▶ [Exercise aim] Once you find the line containing "point(217, 808)", output it and every line after it to the end of the records, exactly.

▶ [Entries shown]
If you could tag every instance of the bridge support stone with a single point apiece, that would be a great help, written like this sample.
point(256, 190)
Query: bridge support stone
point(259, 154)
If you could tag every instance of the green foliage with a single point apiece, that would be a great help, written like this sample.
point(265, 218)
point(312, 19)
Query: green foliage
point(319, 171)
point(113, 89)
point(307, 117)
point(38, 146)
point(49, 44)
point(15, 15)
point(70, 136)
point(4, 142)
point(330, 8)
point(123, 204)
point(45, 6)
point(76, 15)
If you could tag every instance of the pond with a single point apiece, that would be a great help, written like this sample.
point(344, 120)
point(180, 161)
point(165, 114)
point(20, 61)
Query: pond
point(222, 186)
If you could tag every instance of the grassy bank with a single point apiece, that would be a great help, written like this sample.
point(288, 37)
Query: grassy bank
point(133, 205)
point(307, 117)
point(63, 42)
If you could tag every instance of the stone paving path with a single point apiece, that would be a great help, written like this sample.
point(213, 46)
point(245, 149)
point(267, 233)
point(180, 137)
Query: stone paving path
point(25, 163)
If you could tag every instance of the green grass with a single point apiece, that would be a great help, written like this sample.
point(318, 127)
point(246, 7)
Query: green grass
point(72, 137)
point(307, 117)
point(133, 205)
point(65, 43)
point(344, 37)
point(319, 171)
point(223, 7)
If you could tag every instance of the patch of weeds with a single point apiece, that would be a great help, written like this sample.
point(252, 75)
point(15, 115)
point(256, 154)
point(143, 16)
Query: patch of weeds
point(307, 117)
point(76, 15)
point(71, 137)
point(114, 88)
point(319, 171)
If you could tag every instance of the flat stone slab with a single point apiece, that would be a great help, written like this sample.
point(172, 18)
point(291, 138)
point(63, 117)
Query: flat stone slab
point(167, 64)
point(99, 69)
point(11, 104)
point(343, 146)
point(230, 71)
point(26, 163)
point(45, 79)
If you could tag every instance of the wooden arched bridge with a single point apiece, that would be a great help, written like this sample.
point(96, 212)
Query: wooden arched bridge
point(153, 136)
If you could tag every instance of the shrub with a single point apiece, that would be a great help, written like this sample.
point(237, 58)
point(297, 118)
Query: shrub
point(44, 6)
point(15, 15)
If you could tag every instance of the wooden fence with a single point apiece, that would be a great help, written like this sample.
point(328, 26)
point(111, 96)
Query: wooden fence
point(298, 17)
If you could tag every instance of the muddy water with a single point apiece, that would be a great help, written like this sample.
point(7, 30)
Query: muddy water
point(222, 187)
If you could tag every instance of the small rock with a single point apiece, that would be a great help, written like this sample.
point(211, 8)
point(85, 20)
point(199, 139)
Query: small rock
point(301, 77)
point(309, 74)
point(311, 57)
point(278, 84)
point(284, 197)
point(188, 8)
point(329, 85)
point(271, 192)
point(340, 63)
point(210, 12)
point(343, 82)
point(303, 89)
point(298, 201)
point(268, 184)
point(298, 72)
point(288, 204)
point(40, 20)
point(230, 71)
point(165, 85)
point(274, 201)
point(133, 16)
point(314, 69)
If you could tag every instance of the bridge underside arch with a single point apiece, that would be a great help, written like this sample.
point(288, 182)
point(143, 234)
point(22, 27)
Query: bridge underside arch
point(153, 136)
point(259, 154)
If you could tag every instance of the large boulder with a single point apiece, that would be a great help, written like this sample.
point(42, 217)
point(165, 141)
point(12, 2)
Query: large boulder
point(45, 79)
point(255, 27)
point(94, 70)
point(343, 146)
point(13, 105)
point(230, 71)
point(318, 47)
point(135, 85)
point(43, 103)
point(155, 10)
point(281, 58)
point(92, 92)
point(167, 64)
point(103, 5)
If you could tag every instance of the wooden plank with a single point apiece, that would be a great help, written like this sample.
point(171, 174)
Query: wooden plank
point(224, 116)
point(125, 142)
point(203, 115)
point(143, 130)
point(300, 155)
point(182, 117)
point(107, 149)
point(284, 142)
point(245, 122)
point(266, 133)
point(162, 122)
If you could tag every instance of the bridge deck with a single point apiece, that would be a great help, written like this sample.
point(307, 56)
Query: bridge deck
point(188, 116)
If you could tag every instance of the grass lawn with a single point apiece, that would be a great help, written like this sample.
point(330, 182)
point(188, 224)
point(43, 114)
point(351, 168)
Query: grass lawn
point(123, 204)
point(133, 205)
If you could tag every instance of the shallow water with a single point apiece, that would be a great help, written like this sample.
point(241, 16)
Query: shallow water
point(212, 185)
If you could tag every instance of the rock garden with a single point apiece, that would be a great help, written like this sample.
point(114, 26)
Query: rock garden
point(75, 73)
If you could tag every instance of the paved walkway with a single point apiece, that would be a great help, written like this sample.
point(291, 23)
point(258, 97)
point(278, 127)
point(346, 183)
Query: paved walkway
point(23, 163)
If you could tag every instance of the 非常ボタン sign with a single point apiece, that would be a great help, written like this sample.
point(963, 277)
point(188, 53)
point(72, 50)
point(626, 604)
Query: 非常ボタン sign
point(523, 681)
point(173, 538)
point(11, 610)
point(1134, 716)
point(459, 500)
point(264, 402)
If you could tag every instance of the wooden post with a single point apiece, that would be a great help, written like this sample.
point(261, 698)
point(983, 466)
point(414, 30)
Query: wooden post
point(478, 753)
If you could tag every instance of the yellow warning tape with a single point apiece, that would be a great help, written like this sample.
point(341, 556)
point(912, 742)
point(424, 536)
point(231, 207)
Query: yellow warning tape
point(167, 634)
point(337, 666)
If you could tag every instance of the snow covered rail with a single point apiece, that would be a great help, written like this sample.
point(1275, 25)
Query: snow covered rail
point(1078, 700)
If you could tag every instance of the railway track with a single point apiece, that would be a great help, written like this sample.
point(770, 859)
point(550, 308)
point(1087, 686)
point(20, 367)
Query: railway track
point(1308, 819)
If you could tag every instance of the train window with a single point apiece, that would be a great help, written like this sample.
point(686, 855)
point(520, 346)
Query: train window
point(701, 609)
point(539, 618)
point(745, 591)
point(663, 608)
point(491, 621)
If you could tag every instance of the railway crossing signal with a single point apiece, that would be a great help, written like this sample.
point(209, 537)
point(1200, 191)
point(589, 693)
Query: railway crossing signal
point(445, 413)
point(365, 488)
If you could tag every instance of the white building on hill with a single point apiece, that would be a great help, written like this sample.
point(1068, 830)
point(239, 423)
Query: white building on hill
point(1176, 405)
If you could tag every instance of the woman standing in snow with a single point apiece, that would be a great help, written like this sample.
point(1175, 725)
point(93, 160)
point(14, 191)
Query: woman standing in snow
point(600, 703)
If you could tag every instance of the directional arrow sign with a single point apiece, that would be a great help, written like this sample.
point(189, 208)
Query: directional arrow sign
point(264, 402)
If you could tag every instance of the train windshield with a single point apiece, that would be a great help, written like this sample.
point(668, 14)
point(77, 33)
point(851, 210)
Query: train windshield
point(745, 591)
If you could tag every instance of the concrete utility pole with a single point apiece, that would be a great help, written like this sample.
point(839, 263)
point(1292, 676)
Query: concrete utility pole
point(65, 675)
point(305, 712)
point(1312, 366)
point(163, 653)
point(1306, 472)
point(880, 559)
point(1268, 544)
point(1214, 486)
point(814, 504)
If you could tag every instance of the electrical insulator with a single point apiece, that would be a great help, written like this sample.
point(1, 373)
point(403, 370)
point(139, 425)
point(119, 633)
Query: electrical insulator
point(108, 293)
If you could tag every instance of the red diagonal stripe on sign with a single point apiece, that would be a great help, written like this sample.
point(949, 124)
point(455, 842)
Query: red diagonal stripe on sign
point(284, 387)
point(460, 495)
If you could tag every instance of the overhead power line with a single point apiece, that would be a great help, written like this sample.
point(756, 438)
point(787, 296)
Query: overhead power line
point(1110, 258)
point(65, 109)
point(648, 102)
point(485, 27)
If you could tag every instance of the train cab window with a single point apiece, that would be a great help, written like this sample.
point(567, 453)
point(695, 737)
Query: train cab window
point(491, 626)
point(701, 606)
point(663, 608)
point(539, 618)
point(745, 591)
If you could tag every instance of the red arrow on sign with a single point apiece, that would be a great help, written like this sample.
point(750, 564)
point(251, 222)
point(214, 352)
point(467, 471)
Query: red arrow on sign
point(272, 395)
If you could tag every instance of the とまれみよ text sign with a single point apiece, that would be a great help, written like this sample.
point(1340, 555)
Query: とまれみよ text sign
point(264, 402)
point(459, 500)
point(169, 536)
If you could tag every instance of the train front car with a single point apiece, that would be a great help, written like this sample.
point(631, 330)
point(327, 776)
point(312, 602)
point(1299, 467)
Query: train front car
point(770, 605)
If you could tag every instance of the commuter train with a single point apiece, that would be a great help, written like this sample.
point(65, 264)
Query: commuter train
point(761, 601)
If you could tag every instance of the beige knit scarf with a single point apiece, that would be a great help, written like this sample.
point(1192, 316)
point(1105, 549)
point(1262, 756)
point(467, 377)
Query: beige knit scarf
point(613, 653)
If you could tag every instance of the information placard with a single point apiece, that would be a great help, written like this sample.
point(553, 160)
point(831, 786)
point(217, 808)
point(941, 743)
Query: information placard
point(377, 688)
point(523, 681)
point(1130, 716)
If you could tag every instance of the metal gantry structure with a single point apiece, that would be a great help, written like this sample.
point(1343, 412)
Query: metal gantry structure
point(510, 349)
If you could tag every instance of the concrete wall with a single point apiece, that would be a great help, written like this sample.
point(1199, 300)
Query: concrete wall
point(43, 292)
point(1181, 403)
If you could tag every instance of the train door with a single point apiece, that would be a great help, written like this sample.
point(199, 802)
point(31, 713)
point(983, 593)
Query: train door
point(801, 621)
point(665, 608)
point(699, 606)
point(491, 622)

▶ [Result]
point(217, 808)
point(941, 743)
Query: information placard
point(377, 688)
point(523, 681)
point(1130, 716)
If you could tag every instance of the metal gantry structure with a single point apiece, that would be a great help, written like this sample.
point(1343, 412)
Query: metal gantry structure
point(510, 349)
If you could tag every instance of the concrete wall with a single point apiece, that would be a great help, written like this sample.
point(1199, 300)
Query: concrete wall
point(43, 292)
point(1181, 403)
If you could tag every instance of the train door with a single point apiece, that would be a great help, written like this sample.
point(199, 802)
point(31, 713)
point(983, 593)
Query: train door
point(801, 621)
point(665, 608)
point(699, 606)
point(491, 622)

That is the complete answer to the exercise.